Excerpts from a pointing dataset
☆ ☆ ☆
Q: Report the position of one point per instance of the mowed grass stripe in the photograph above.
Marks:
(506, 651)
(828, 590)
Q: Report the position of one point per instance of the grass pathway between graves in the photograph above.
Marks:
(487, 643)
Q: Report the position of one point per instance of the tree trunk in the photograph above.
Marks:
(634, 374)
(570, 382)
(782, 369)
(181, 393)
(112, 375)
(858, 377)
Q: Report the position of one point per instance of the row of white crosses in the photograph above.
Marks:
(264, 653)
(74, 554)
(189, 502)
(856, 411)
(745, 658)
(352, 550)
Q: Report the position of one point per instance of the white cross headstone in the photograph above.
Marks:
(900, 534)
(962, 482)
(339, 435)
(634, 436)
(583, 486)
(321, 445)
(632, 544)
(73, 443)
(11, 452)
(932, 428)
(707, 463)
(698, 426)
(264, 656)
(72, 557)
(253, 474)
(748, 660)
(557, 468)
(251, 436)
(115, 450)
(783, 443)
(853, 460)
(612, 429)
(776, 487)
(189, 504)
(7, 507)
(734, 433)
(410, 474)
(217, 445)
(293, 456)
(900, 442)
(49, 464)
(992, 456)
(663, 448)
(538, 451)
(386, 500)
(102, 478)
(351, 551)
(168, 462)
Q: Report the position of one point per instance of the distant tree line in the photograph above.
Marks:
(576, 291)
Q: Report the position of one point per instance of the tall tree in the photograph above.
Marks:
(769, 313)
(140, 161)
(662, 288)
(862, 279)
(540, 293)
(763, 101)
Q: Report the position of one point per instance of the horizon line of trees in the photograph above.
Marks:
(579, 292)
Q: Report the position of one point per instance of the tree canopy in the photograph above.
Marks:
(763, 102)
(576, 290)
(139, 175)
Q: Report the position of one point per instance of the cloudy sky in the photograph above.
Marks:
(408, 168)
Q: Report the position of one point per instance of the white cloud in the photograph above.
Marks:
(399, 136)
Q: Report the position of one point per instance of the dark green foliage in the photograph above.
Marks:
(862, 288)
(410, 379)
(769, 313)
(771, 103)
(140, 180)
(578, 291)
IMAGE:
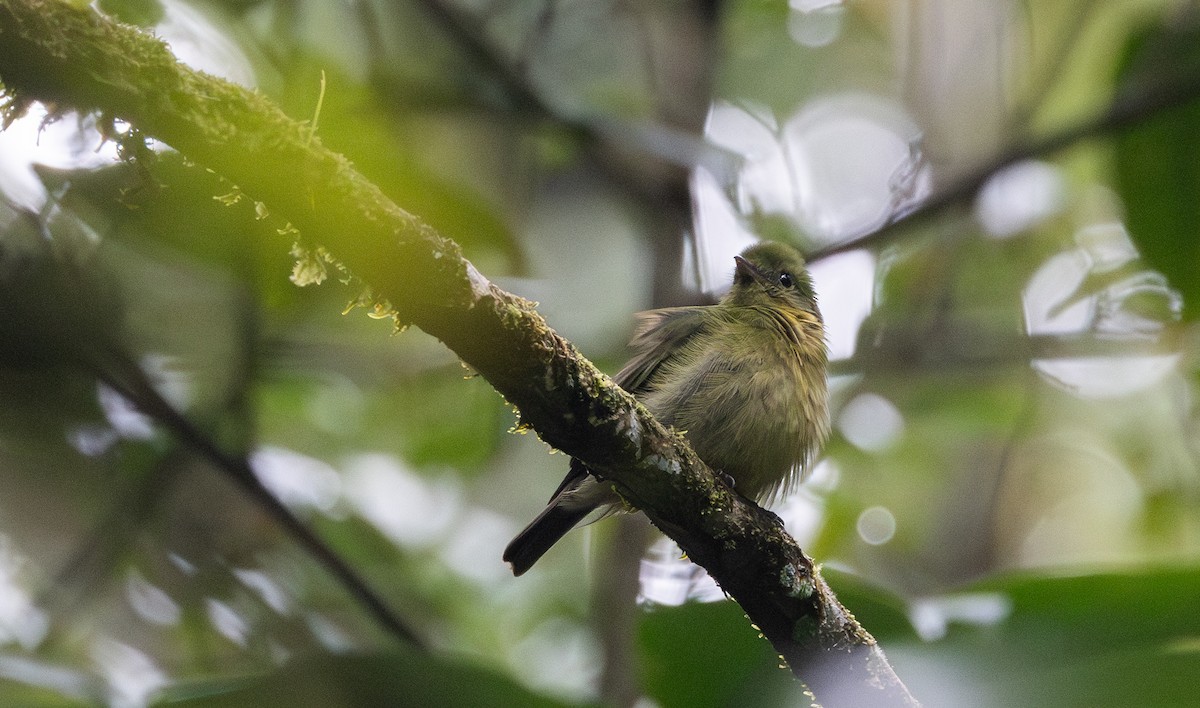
☆ ☆ ☆
TASK DIRECTIONS >> Copy the rows word for word, starting at the line containing "sky in the photograph above." and ending at the last of the rows. Leave the pictures out of your copy.

FINISHED EXERCISE >>
Q: Report the position of one point per instance of the cloudy sky in the photograph above.
Marks:
(408, 168)
Q: Report the position of one point per instance of the white cloud in the photograph above.
Marks:
(399, 136)
Q: Report the position of one point per instance of the dark green foliage in the photograph above.
Marks:
(862, 288)
(410, 379)
(769, 313)
(771, 103)
(140, 180)
(578, 291)
IMAGE:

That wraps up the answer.